--- START Data supplied ---

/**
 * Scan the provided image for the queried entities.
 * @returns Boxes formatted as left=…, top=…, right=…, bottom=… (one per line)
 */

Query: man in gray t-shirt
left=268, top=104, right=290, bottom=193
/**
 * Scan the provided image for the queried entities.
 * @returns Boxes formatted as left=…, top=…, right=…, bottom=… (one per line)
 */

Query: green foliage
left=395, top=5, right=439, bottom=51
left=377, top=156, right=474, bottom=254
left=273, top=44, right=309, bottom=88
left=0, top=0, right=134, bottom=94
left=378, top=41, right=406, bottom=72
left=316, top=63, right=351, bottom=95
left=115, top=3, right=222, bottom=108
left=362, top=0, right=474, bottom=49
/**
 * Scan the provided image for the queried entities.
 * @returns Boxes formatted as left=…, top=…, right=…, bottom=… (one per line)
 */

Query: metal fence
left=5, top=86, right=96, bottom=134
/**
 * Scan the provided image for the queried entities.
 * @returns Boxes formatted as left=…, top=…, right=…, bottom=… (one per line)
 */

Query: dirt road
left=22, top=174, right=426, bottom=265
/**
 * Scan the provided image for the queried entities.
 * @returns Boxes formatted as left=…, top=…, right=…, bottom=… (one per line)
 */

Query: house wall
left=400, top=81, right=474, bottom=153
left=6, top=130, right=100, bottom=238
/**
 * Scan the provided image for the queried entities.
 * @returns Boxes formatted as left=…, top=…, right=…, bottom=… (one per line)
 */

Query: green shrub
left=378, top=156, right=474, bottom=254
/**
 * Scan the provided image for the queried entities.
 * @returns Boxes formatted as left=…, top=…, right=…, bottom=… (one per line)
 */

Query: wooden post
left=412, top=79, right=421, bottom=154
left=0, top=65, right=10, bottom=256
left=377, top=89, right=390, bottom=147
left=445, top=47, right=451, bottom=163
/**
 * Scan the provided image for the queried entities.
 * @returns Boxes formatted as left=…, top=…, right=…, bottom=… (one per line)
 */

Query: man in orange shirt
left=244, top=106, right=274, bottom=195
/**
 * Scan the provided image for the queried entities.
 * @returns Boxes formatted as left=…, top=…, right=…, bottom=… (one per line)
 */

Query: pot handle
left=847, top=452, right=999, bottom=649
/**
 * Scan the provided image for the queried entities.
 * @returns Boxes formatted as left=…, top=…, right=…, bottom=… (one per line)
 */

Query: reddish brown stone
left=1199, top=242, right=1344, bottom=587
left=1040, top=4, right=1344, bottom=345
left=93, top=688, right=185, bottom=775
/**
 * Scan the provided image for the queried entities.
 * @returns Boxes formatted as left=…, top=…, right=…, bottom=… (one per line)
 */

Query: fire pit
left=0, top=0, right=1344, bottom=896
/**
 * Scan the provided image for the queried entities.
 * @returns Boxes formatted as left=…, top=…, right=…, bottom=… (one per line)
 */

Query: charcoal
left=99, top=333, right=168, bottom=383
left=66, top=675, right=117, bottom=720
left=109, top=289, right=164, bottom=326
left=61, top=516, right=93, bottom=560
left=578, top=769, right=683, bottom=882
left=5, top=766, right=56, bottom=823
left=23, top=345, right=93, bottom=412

--- END Data supplied ---

> **Given problem**: Copy out, word for word, the lines running from the start of the records through the line containing "left=268, top=104, right=290, bottom=193", with both ends included.

> **Written answer**:
/**
 * Scan the provided image for the queried entities.
 * @returns Boxes formatted as left=…, top=…, right=…, bottom=… (one per line)
 */

Query: man in gray t-shirt
left=268, top=104, right=290, bottom=193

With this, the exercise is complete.